### To do
Each entry must be given again exactly; images do not belong in the copy.

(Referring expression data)
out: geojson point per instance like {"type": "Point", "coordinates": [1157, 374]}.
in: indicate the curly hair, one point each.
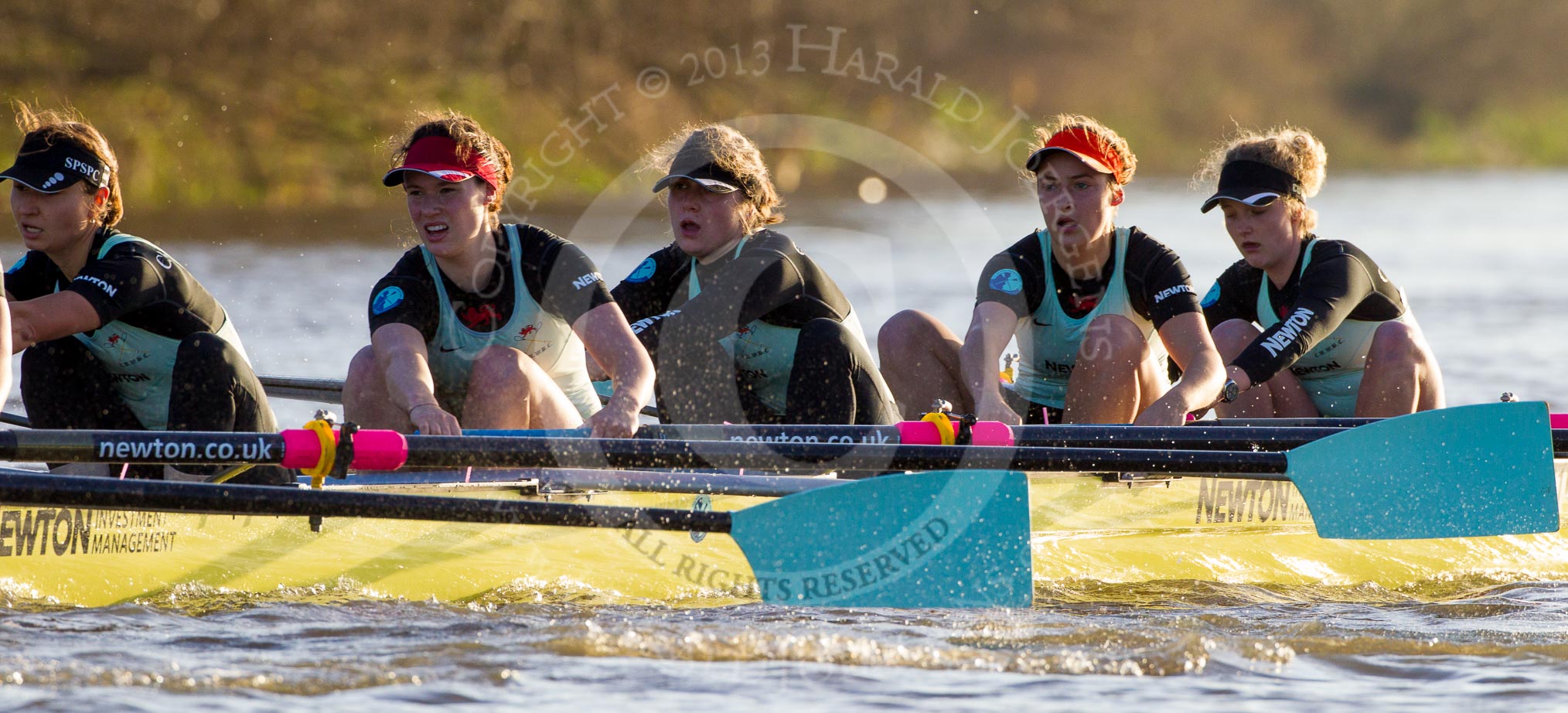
{"type": "Point", "coordinates": [733, 152]}
{"type": "Point", "coordinates": [68, 126]}
{"type": "Point", "coordinates": [471, 138]}
{"type": "Point", "coordinates": [1286, 148]}
{"type": "Point", "coordinates": [1106, 138]}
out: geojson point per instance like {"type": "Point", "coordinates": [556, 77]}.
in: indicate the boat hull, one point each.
{"type": "Point", "coordinates": [1086, 528]}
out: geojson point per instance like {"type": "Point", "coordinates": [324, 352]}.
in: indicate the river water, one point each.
{"type": "Point", "coordinates": [1478, 254]}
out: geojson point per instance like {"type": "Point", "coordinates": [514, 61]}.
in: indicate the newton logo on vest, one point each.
{"type": "Point", "coordinates": [1007, 281]}
{"type": "Point", "coordinates": [643, 271]}
{"type": "Point", "coordinates": [387, 299]}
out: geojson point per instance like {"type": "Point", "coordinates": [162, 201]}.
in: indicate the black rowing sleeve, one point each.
{"type": "Point", "coordinates": [1015, 278]}
{"type": "Point", "coordinates": [654, 288]}
{"type": "Point", "coordinates": [126, 279]}
{"type": "Point", "coordinates": [756, 282]}
{"type": "Point", "coordinates": [1330, 288]}
{"type": "Point", "coordinates": [407, 295]}
{"type": "Point", "coordinates": [32, 276]}
{"type": "Point", "coordinates": [1233, 296]}
{"type": "Point", "coordinates": [1157, 284]}
{"type": "Point", "coordinates": [558, 275]}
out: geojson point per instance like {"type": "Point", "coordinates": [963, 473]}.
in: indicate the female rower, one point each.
{"type": "Point", "coordinates": [483, 323]}
{"type": "Point", "coordinates": [1327, 333]}
{"type": "Point", "coordinates": [1084, 300]}
{"type": "Point", "coordinates": [744, 326]}
{"type": "Point", "coordinates": [118, 334]}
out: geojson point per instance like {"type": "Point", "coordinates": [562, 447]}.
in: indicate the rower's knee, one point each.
{"type": "Point", "coordinates": [1112, 339]}
{"type": "Point", "coordinates": [1233, 336]}
{"type": "Point", "coordinates": [907, 334]}
{"type": "Point", "coordinates": [1396, 343]}
{"type": "Point", "coordinates": [204, 356]}
{"type": "Point", "coordinates": [502, 370]}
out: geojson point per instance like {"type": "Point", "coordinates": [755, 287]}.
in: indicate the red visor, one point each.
{"type": "Point", "coordinates": [439, 157]}
{"type": "Point", "coordinates": [1082, 143]}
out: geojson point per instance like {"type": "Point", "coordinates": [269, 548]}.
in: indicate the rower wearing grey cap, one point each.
{"type": "Point", "coordinates": [1307, 326]}
{"type": "Point", "coordinates": [741, 323]}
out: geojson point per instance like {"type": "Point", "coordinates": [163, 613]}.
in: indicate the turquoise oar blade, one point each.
{"type": "Point", "coordinates": [1461, 472]}
{"type": "Point", "coordinates": [956, 540]}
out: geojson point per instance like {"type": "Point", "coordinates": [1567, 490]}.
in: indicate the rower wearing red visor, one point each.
{"type": "Point", "coordinates": [1086, 302]}
{"type": "Point", "coordinates": [483, 325]}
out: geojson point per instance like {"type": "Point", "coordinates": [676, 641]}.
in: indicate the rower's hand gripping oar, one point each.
{"type": "Point", "coordinates": [954, 540]}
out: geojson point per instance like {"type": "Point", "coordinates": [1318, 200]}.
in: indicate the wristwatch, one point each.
{"type": "Point", "coordinates": [1229, 391]}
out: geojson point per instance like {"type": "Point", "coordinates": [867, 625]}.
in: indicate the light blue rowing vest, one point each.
{"type": "Point", "coordinates": [544, 337]}
{"type": "Point", "coordinates": [1333, 367]}
{"type": "Point", "coordinates": [141, 363]}
{"type": "Point", "coordinates": [1048, 340]}
{"type": "Point", "coordinates": [765, 353]}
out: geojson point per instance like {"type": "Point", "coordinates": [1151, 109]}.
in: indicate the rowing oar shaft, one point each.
{"type": "Point", "coordinates": [496, 452]}
{"type": "Point", "coordinates": [170, 447]}
{"type": "Point", "coordinates": [1054, 436]}
{"type": "Point", "coordinates": [262, 500]}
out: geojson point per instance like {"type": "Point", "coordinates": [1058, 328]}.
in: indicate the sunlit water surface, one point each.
{"type": "Point", "coordinates": [1481, 262]}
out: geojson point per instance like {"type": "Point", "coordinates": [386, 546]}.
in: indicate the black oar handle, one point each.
{"type": "Point", "coordinates": [264, 500]}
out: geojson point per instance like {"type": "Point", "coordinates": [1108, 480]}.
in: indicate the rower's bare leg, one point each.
{"type": "Point", "coordinates": [1281, 397]}
{"type": "Point", "coordinates": [507, 389]}
{"type": "Point", "coordinates": [921, 364]}
{"type": "Point", "coordinates": [367, 400]}
{"type": "Point", "coordinates": [1401, 375]}
{"type": "Point", "coordinates": [1106, 383]}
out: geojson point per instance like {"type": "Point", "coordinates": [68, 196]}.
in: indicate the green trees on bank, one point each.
{"type": "Point", "coordinates": [281, 104]}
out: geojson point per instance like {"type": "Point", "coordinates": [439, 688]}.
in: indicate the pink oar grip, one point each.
{"type": "Point", "coordinates": [982, 433]}
{"type": "Point", "coordinates": [380, 450]}
{"type": "Point", "coordinates": [991, 433]}
{"type": "Point", "coordinates": [302, 449]}
{"type": "Point", "coordinates": [919, 433]}
{"type": "Point", "coordinates": [373, 450]}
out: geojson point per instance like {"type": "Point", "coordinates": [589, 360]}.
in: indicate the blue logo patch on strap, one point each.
{"type": "Point", "coordinates": [1007, 281]}
{"type": "Point", "coordinates": [387, 299]}
{"type": "Point", "coordinates": [1212, 296]}
{"type": "Point", "coordinates": [645, 271]}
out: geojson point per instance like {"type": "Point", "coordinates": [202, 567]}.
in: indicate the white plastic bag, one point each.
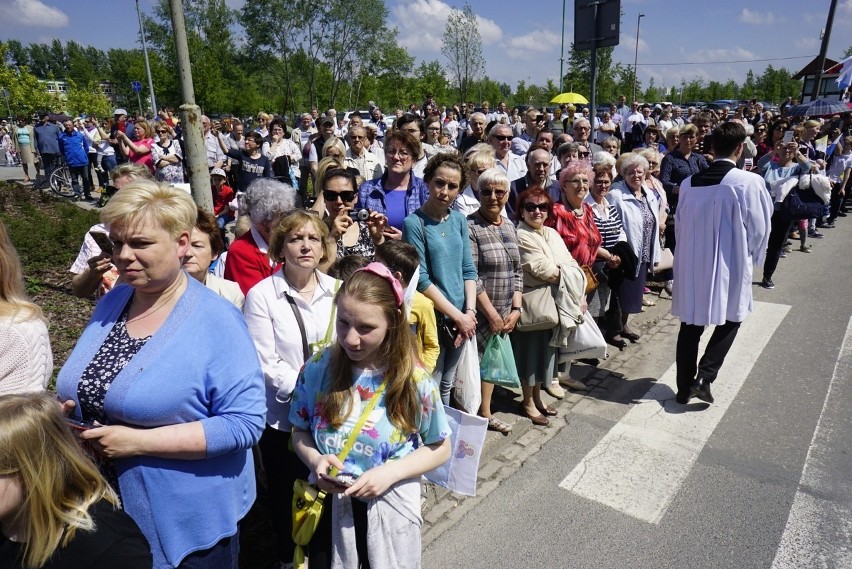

### The answer
out: geojson point per instance like {"type": "Point", "coordinates": [1157, 374]}.
in: indicate the curly hair, one point each.
{"type": "Point", "coordinates": [733, 152]}
{"type": "Point", "coordinates": [68, 126]}
{"type": "Point", "coordinates": [471, 138]}
{"type": "Point", "coordinates": [1286, 148]}
{"type": "Point", "coordinates": [1106, 138]}
out: geojson point per instance like {"type": "Point", "coordinates": [556, 77]}.
in: indicate the boat hull, one point each.
{"type": "Point", "coordinates": [1086, 528]}
out: geojson point per instance like {"type": "Point", "coordinates": [324, 352]}.
in: indicate the river water, one point each.
{"type": "Point", "coordinates": [1478, 254]}
out: geojson point per instance like {"type": "Point", "coordinates": [514, 61]}.
in: indicate the newton logo on vest, one point each.
{"type": "Point", "coordinates": [1007, 281]}
{"type": "Point", "coordinates": [643, 271]}
{"type": "Point", "coordinates": [387, 299]}
out: geojson point per instance like {"type": "Point", "coordinates": [162, 201]}.
in: indicate the black rowing sleeve, one point each.
{"type": "Point", "coordinates": [1015, 278]}
{"type": "Point", "coordinates": [654, 288]}
{"type": "Point", "coordinates": [126, 279]}
{"type": "Point", "coordinates": [756, 282]}
{"type": "Point", "coordinates": [1330, 288]}
{"type": "Point", "coordinates": [407, 295]}
{"type": "Point", "coordinates": [32, 276]}
{"type": "Point", "coordinates": [1233, 296]}
{"type": "Point", "coordinates": [1157, 284]}
{"type": "Point", "coordinates": [558, 275]}
out: geojson point per instance like {"type": "Point", "coordinates": [963, 473]}.
in: indicate the female rower, one point each.
{"type": "Point", "coordinates": [483, 323]}
{"type": "Point", "coordinates": [1327, 333]}
{"type": "Point", "coordinates": [1084, 300]}
{"type": "Point", "coordinates": [744, 326]}
{"type": "Point", "coordinates": [118, 334]}
out: geojson point per instance like {"type": "Point", "coordinates": [562, 447]}.
in: indicate the rower's knee, one point each.
{"type": "Point", "coordinates": [1112, 339]}
{"type": "Point", "coordinates": [1233, 336]}
{"type": "Point", "coordinates": [907, 334]}
{"type": "Point", "coordinates": [1396, 343]}
{"type": "Point", "coordinates": [204, 356]}
{"type": "Point", "coordinates": [502, 370]}
out: geojson point per instance like {"type": "Point", "coordinates": [755, 287]}.
in: indicate the red visor, one point each.
{"type": "Point", "coordinates": [439, 157]}
{"type": "Point", "coordinates": [1082, 143]}
out: geojson point per instance like {"type": "Point", "coordinates": [269, 548]}.
in: indicate the rower wearing grey cap, one point each.
{"type": "Point", "coordinates": [1307, 326]}
{"type": "Point", "coordinates": [741, 323]}
out: geojson point per instance like {"type": "Point", "coordinates": [163, 613]}.
in: indicate the turquoise oar blade, one point each.
{"type": "Point", "coordinates": [1461, 472]}
{"type": "Point", "coordinates": [956, 540]}
out: geojson point per instance like {"type": "Point", "coordinates": [1567, 490]}.
in: indicate the rower wearing red visor, one point each.
{"type": "Point", "coordinates": [1086, 302]}
{"type": "Point", "coordinates": [483, 325]}
out: geojson point per instance like {"type": "Point", "coordinates": [676, 641]}.
in: indicate the rower's hand gripping oar, one point each.
{"type": "Point", "coordinates": [954, 540]}
out: geojson point per instance like {"type": "Point", "coordinates": [1318, 200]}.
in: indicate the wristwatch, one point each.
{"type": "Point", "coordinates": [1229, 391]}
out: geojson point per instance like {"type": "Point", "coordinates": [867, 625]}.
in: indicate the light blue rowing vest, one point each.
{"type": "Point", "coordinates": [544, 337]}
{"type": "Point", "coordinates": [1333, 367]}
{"type": "Point", "coordinates": [141, 363]}
{"type": "Point", "coordinates": [1048, 340]}
{"type": "Point", "coordinates": [765, 353]}
out: geojson point per instance like {"type": "Point", "coordinates": [1151, 109]}.
in: indicate the rowing oar shaft, one point each.
{"type": "Point", "coordinates": [496, 452]}
{"type": "Point", "coordinates": [170, 447]}
{"type": "Point", "coordinates": [1054, 436]}
{"type": "Point", "coordinates": [262, 500]}
out: geojson point per instance like {"type": "Point", "coordinates": [1058, 328]}.
in: indicate the sunlit water surface, one point each.
{"type": "Point", "coordinates": [1481, 262]}
out: geojson point per instance like {"type": "Point", "coordinates": [386, 546]}.
in: indicate the black oar handle, one point each.
{"type": "Point", "coordinates": [264, 500]}
out: geojson point per instance like {"type": "Point", "coordinates": [1108, 480]}.
in: indicate the rower's bare leg, one point each.
{"type": "Point", "coordinates": [1281, 397]}
{"type": "Point", "coordinates": [507, 389]}
{"type": "Point", "coordinates": [921, 364]}
{"type": "Point", "coordinates": [367, 400]}
{"type": "Point", "coordinates": [1401, 375]}
{"type": "Point", "coordinates": [1106, 383]}
out: geojson point per instance like {"type": "Point", "coordinates": [68, 196]}.
in: indicate the green trees on bank, one point each.
{"type": "Point", "coordinates": [281, 104]}
out: geojson point per instance like {"type": "Point", "coordinates": [439, 688]}.
in: indicate the pink oar grip, one point each.
{"type": "Point", "coordinates": [982, 433]}
{"type": "Point", "coordinates": [380, 450]}
{"type": "Point", "coordinates": [991, 433]}
{"type": "Point", "coordinates": [302, 449]}
{"type": "Point", "coordinates": [919, 433]}
{"type": "Point", "coordinates": [373, 450]}
out: geojson point per instance like {"type": "Point", "coordinates": [589, 360]}.
in: indicate the blue logo patch on strap, one point each.
{"type": "Point", "coordinates": [1007, 281]}
{"type": "Point", "coordinates": [387, 299]}
{"type": "Point", "coordinates": [1212, 296]}
{"type": "Point", "coordinates": [645, 271]}
out: geojson point per instance like {"type": "Point", "coordinates": [202, 567]}.
in: indicate the white plastic bag, one point each.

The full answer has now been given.